Work to do —
Please copy out the data below word for word, omitting the pictures.

[Excerpts from a detection dataset]
__________________________________________________

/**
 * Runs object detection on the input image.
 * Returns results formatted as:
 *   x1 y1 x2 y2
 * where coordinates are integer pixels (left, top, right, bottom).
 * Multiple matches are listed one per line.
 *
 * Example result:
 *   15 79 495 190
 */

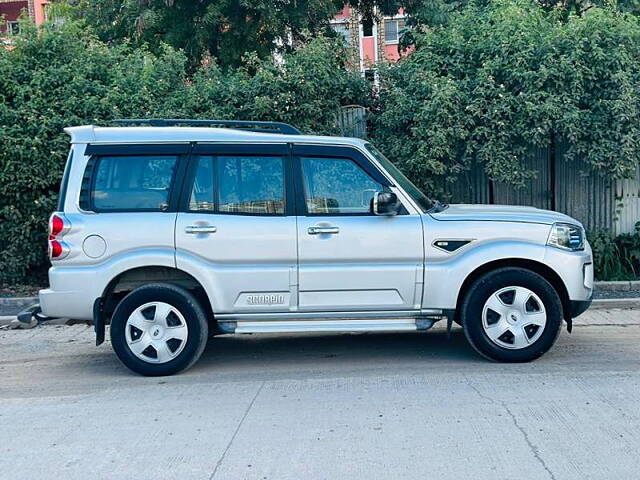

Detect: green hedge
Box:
0 23 368 284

__________________________________________________

Solution —
/**
 * Runs object detection on the input image.
 * Returns results formatted as:
 *   x1 y1 x2 y2
 * where coordinates are integer pixels (left, top, right, bottom).
 * Multiple matches are listed one per line.
 *
 * Example result:
 *   15 79 495 190
 */


Detect: green hedge
Box:
0 23 368 284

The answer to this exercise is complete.